*WHAT IS BEING ASKED*: Please render the rows below as a JSON list of strings, with one string for each line and no blank lines.

········

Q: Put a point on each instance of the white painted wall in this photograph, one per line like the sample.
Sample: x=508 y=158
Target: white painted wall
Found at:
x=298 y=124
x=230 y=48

········

*EXERCISE OUTPUT*:
[
  "Q: Put a point on each instance of the white painted wall in this photograph, one per line like the sample.",
  "Sample: x=508 y=158",
  "Target: white painted wall",
  "Found at:",
  "x=298 y=124",
  "x=230 y=48"
]